DIRECTIONS — Will you write out the stretch of the bid protest decision from "Reedsport asserts that" through "in the FAR.", word for word?

SOURCE —
____
Reedsport alleges that IFB 133 unduly restricts competition by
unnecessarily combining Group Port Angeles and Group Seattle in the same
solicitation.  Reedsport states that it is unable to bid on the
solicitation because Station Bellingham (in Group Seattle) is beyond the
300 nautical mile requirement for its repair facility.  Reedsport claims
it is unreasonable for the Coast Guard not to remove Station Bellingham
from Lot 5 in order to permit Reedsport to compete, since it removed
Station Tillamook from Lot 4 to increase competition.
    
The Competition in Contracting Act of 1984 (CICA) generally requires that
solicitations include specifications that permit full and open
competition, and contain restrictive provisions and conditions only to the
extent necessary to satisfy the needs of the agency.  See 10 U.S.C. S:S:
2305(a)(1)(A), (B) (2000).  Since bundled, consolidated or total-package
procurements combine separate, multiple requirements into one contract,
they have the potential for restricting competition by excluding firms
that can only furnish a portion of the requirement.  We review such
solicitations, when they are protested, to determine whether the approach
is reasonably required to satisfy the agency*s legitimate needs. The
Sequoia Group, Inc., B-252016, May 24, 1993, 93-1 CPD P: 405 at 4.
    
The agency explains that the combined solicitation is necessary because
Group Seattle contains only one MLB (located at Station Bellingham), which
may not generate sufficient repair work to meet the $10,000 minimum amount
under the contemplated IDIQ contract.  A separate contract for Group
Seattle also would deprive the agency of the potential cost benefit from a
single contractor*s economies of scale that would result from repairs on
more than one boat, and also would unnecessarily increase contract
administration costs.  The agency determined that, notwithstanding that
Reedsport would not be able to compete, combining the Groups would not
result in a limited competition, since 10 firms expressed interest in the
requirement as structured. 
    
The agency*s approach is unobjectionable.  We see no reason why the agency
should not be permitted to consider, in configuring the lots for
solicitation purposes, the amount of work that would be generated under
different combinations of groups, stations and boats, and the potential
effect on the prices for that work (due, for example, to economies of
scale), as well as whether the work generated for the single MLB would
satisfy the contract minimum.[3]  While these considerations resulted in
Reedsport*s exclusion from the competition, it is clear that the Coast
Guard gave due consideration to the broader competitive impact of its
approach.  In this regard, based on the numerous expressions of interest,
the agency concluded that it could achieve the operational benefits of its
approach while possibly receiving greater competition than it did under
IFB 003.[4]  In arguing that its own inability to compete renders the
solicitation restrictive, Reedsport ignores other legitimate competitive
considerations that would lead to a different conclusion.  For example,
while splitting the requirement would enable Reedsport to compete for the
Station Port Angeles MLBs, this might at the same time result in little or
no competition for the single MLB at Station Bellingham.  Similarly,
Reedsport*s position fails to take into account the possibility that
combining the two groups could make the requirement more attractive to
some potential bidders, and ultimately result in greater competition
overall.  We conclude that the agency reasonably combined the two groups
under Lot 5.[5]
    
Reedsport asserts that the Coast Guard has violated various federal
procurement principles and policies, including, for example, the Federal
Acquisition Regulation*s (FAR) general policy of encouraging the
government to use contractors with a successful track record in performing
government contracts, or who demonstrate a current superior ability to
perform.  This argument is without merit.  There is no evidence that the
procurements here were conducted, or that awards have been made, in
contravention of any policies embodied in the FAR.
____
(Point placement records)

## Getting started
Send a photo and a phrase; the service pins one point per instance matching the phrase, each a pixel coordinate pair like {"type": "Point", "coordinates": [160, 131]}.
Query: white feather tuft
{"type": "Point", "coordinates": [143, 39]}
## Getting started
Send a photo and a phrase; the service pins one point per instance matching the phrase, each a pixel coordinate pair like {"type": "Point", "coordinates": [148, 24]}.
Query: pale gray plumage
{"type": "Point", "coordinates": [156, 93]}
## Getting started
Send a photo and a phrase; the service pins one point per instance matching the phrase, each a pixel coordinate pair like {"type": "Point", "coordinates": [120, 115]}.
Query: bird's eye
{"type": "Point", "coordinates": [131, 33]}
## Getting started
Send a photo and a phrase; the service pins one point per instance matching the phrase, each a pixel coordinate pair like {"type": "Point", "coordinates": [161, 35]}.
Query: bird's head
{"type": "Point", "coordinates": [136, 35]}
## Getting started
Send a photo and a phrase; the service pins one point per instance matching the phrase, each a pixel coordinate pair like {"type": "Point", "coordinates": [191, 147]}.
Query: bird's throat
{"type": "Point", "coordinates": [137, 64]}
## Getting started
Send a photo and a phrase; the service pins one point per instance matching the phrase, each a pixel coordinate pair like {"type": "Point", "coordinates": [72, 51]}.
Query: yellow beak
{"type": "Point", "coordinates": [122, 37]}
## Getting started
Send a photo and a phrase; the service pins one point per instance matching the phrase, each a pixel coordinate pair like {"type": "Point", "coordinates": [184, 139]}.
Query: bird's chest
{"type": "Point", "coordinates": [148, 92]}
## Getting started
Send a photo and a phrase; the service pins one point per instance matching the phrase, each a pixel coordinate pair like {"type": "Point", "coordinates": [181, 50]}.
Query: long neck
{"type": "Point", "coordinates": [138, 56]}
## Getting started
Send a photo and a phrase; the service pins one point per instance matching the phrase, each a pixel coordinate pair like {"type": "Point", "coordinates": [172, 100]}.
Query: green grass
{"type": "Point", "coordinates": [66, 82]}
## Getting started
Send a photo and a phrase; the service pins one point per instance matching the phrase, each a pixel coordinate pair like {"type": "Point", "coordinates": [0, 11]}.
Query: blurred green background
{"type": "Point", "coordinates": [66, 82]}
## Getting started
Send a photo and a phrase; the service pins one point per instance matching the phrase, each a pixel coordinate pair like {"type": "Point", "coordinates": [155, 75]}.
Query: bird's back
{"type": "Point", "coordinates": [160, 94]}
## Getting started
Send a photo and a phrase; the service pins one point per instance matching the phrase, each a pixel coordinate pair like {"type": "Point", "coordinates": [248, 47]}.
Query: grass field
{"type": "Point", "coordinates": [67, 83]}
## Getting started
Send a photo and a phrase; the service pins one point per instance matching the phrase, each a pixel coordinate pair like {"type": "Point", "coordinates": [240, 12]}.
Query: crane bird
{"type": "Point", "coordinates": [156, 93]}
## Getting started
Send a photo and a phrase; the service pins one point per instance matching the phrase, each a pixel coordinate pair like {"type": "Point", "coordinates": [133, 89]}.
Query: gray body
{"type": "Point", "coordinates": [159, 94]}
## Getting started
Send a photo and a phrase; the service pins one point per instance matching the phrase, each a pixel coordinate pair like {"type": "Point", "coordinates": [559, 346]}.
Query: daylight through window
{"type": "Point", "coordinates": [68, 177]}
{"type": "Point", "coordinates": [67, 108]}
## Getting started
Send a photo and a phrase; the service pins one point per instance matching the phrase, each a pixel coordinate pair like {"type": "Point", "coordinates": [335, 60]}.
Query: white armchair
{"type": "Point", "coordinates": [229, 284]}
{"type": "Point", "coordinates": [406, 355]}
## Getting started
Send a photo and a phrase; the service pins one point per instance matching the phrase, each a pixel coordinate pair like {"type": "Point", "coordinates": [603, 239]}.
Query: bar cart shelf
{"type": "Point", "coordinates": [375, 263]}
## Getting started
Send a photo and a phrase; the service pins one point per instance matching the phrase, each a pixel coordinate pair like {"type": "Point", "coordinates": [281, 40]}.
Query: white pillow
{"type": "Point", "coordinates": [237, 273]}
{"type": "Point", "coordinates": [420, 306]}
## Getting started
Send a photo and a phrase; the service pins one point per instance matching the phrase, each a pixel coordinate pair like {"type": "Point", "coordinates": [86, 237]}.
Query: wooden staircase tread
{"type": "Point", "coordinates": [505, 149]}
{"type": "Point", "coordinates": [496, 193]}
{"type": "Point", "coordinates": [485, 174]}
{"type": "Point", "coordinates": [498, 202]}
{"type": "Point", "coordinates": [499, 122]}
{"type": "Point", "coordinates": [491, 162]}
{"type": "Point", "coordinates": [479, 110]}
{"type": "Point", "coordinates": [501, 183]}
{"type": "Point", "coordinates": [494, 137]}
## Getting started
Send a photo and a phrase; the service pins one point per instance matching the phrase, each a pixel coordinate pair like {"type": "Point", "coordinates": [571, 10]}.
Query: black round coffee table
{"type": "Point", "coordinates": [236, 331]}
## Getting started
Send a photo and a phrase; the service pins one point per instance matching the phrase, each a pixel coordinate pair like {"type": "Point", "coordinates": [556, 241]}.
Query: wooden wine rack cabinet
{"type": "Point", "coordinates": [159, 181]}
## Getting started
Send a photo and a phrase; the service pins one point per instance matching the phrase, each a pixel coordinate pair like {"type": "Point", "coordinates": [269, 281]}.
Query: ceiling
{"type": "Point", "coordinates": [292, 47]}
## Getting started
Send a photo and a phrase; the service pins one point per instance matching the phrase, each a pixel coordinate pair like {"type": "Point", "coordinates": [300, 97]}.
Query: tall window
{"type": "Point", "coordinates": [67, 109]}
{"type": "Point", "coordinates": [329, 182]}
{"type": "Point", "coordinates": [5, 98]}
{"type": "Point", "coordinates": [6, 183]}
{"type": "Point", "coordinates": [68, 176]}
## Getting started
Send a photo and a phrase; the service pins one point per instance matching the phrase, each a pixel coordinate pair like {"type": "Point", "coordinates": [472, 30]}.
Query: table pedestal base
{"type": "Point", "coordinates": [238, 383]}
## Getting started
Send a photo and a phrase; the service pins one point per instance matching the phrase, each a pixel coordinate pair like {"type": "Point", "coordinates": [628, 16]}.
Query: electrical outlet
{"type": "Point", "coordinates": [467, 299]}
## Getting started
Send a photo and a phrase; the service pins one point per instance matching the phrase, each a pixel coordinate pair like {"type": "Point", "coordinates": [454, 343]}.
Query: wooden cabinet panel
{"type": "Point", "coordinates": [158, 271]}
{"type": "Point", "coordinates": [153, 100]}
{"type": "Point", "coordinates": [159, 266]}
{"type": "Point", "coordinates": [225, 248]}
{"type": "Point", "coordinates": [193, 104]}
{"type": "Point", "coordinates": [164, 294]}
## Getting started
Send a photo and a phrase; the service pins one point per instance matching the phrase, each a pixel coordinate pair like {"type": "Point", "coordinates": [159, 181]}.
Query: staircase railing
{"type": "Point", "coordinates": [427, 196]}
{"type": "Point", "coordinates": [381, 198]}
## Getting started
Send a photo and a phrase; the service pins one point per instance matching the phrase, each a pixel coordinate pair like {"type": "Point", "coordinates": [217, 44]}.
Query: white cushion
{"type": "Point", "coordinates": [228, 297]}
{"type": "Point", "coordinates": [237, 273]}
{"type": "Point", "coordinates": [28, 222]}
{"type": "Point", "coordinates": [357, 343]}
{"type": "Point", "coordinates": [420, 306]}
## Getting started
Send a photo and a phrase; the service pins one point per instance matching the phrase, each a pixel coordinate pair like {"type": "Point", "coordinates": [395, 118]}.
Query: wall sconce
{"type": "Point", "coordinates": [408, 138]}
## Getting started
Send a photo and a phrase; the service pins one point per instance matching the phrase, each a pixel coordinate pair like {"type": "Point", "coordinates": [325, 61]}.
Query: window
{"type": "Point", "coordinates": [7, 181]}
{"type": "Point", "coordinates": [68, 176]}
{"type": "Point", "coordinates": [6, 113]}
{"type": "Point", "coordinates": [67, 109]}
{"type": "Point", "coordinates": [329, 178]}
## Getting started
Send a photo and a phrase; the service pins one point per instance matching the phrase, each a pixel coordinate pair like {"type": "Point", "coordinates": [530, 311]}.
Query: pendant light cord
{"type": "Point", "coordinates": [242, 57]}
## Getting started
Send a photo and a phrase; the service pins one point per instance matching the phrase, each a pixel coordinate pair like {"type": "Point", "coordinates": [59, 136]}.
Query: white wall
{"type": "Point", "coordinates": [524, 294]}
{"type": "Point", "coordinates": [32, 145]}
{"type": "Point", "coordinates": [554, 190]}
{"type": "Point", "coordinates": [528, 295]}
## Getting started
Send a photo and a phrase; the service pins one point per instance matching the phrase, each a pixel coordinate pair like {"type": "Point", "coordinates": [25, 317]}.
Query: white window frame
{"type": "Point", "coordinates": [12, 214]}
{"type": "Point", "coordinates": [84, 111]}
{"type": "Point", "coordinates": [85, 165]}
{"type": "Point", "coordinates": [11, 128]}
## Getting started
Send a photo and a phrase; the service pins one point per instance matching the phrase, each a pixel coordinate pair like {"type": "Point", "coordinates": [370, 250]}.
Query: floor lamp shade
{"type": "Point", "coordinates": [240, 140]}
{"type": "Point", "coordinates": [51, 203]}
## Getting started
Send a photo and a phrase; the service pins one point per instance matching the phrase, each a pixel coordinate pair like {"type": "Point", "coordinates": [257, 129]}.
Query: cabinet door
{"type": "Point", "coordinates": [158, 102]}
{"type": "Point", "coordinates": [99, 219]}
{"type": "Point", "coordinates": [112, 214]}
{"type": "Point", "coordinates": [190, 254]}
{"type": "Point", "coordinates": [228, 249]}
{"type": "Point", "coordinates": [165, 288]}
____
OUTPUT OF THE EXERCISE —
Reedsport asserts that the Coast Guard has violated various federal
procurement principles and policies, including, for example, the Federal
Acquisition Regulation*s (FAR) general policy of encouraging the
government to use contractors with a successful track record in performing
government contracts, or who demonstrate a current superior ability to
perform.  This argument is without merit.  There is no evidence that the
procurements here were conducted, or that awards have been made, in
contravention of any policies embodied in the FAR.